[Task prompt]: Rewrite every line of the entries below as a numbered list, skipping any blank lines. Don't include the pictures in your list.

[Begin Data provided]

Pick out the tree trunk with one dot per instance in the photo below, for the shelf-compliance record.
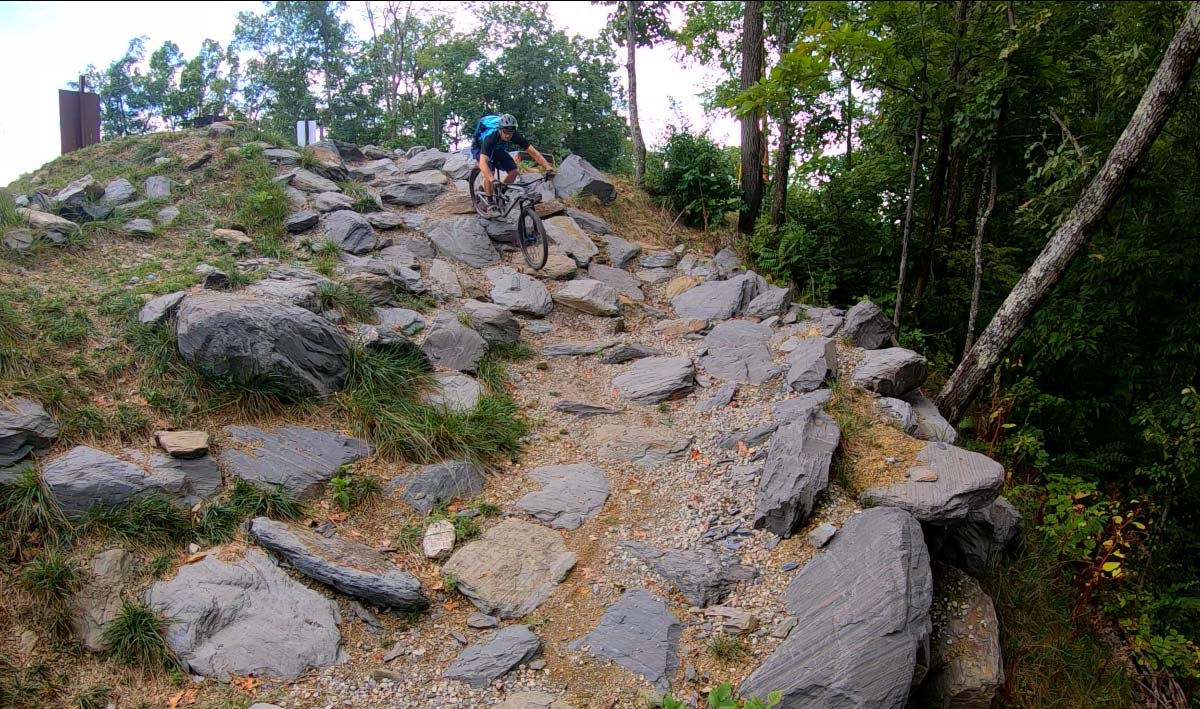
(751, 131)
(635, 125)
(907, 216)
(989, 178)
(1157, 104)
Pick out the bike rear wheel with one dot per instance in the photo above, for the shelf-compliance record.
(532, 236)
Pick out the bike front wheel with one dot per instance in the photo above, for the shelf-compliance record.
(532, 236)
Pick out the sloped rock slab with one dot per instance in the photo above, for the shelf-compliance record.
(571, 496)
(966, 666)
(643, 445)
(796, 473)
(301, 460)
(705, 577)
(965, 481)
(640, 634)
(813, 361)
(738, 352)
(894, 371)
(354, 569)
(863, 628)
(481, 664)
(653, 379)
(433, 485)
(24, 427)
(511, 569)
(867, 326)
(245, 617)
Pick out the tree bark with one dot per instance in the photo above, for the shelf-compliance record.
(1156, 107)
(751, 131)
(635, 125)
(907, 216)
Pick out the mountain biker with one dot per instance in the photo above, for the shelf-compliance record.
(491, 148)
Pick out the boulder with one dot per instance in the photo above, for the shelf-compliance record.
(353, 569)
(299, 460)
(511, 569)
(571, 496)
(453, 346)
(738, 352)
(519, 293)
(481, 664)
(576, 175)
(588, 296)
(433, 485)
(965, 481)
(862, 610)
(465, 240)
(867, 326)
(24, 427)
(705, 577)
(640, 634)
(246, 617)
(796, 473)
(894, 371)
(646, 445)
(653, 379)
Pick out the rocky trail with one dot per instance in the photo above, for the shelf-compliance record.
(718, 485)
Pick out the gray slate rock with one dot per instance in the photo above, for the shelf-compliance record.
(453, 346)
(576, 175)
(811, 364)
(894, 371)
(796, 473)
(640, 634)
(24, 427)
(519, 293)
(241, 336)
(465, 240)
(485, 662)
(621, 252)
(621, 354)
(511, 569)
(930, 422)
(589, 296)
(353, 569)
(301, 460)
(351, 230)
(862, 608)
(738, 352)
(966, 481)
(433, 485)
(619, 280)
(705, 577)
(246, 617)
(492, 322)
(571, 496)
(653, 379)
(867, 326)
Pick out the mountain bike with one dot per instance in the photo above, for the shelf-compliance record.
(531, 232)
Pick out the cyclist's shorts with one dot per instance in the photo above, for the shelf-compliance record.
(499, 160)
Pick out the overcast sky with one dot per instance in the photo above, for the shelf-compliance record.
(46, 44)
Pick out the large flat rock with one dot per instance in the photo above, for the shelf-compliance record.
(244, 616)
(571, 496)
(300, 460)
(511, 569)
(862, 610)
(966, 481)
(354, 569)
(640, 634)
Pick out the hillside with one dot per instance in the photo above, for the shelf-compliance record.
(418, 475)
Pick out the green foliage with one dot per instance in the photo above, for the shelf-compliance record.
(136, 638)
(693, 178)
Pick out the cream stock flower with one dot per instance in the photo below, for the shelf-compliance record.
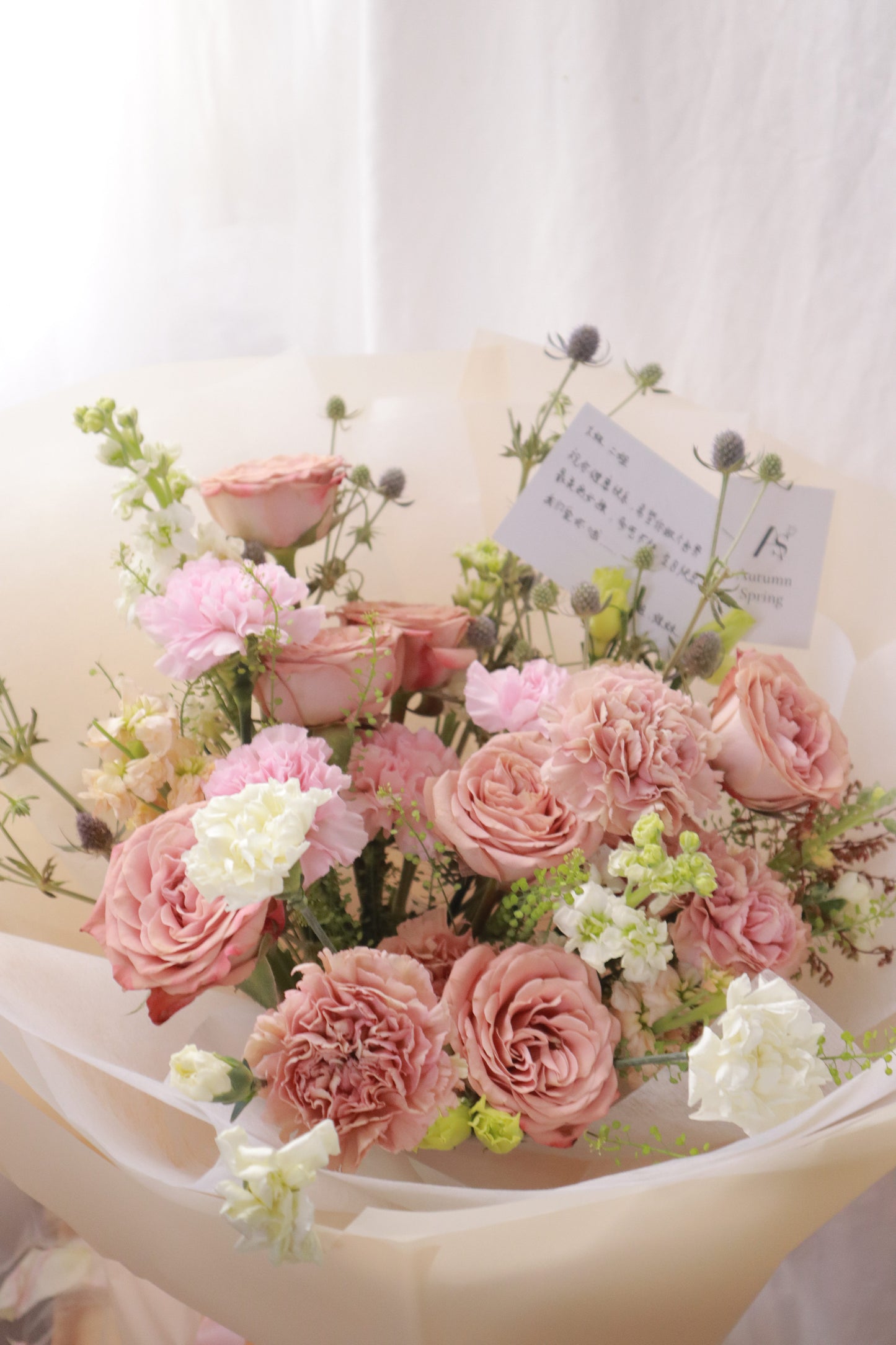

[End Data provided]

[Response]:
1. Pick out the tree trunk with one dot per instance in the photo below, for the shelf-compliance record.
2. (751, 131)
3. (635, 125)
4. (907, 216)
5. (989, 178)
6. (1157, 104)
7. Pick out the bike rear wheel with one dot per instance in the photo above, for the shelf-compliance record.
8. (532, 236)
9. Pick out the bike front wheel with one dot per instance in the photo above, for the shelf-compliance record.
10. (532, 236)
11. Pick out the sloped rock slab with one dot per instance in the photo above, for the shelf-compliance record.
12. (571, 496)
13. (966, 666)
14. (643, 445)
15. (796, 473)
16. (301, 460)
17. (705, 577)
18. (965, 481)
19. (640, 634)
20. (813, 361)
21. (738, 352)
22. (894, 371)
23. (354, 569)
24. (863, 628)
25. (481, 664)
26. (653, 379)
27. (433, 485)
28. (24, 427)
29. (511, 569)
30. (867, 326)
31. (245, 617)
32. Pick out the tree bark with one dot per instance in the photo above, for the shelf-compliance record.
33. (1156, 107)
34. (751, 131)
35. (635, 125)
36. (907, 216)
37. Pick out the mountain biker with one dot per instance in the photo above, for the shelf-compliance record.
38. (491, 148)
39. Pick out the boulder with one dot per instance in the photo above, for the shelf-compliance record.
40. (353, 569)
41. (299, 460)
42. (511, 569)
43. (571, 496)
44. (453, 346)
45. (738, 352)
46. (519, 293)
47. (481, 664)
48. (576, 175)
49. (588, 296)
50. (433, 485)
51. (965, 481)
52. (862, 610)
53. (465, 240)
54. (867, 326)
55. (24, 427)
56. (705, 577)
57. (640, 634)
58. (246, 617)
59. (796, 473)
60. (894, 371)
61. (646, 445)
62. (653, 379)
63. Pick out the rocky trail with one dot per instance in the photo above, for the shelf-compliance record.
64. (718, 485)
65. Pick out the gray slate rock with one dot per instance in the photo above, for the shelf-compliance record.
66. (453, 346)
67. (576, 175)
68. (811, 364)
69. (894, 371)
70. (796, 473)
71. (640, 634)
72. (24, 427)
73. (519, 293)
74. (241, 336)
75. (465, 240)
76. (485, 662)
77. (621, 252)
78. (621, 354)
79. (511, 569)
80. (930, 422)
81. (589, 296)
82. (353, 569)
83. (301, 460)
84. (351, 230)
85. (862, 608)
86. (738, 352)
87. (966, 481)
88. (433, 485)
89. (619, 280)
90. (705, 577)
91. (246, 617)
92. (492, 322)
93. (571, 496)
94. (653, 379)
95. (867, 326)
96. Pick out the mountain bike with one dot per instance in the photo above, for the shelf-compliance record.
97. (531, 232)
98. Pick out the cyclist's shorts with one dot per instance in the photo above, for the shelf-compliance record.
99. (499, 160)
100. Pick out the overcast sky with one dot per instance in the photo above, for the shelf-compliance record.
101. (46, 44)
102. Pick out the large flat rock with one dot per instance in the photo above, for the shelf-compliance record.
103. (244, 616)
104. (571, 496)
105. (300, 460)
106. (511, 569)
107. (862, 610)
108. (966, 481)
109. (354, 569)
110. (640, 634)
111. Pick out the hillside with one dot per instance in the photo above, for the shelf-compliance record.
112. (418, 475)
113. Pick out the green foliage with one dot per instance in the photo above, for the shelf-compliance record.
114. (136, 638)
115. (693, 178)
116. Pick out the cream stock flower with one dot per instance in the photo below, for the shelf-compliance record.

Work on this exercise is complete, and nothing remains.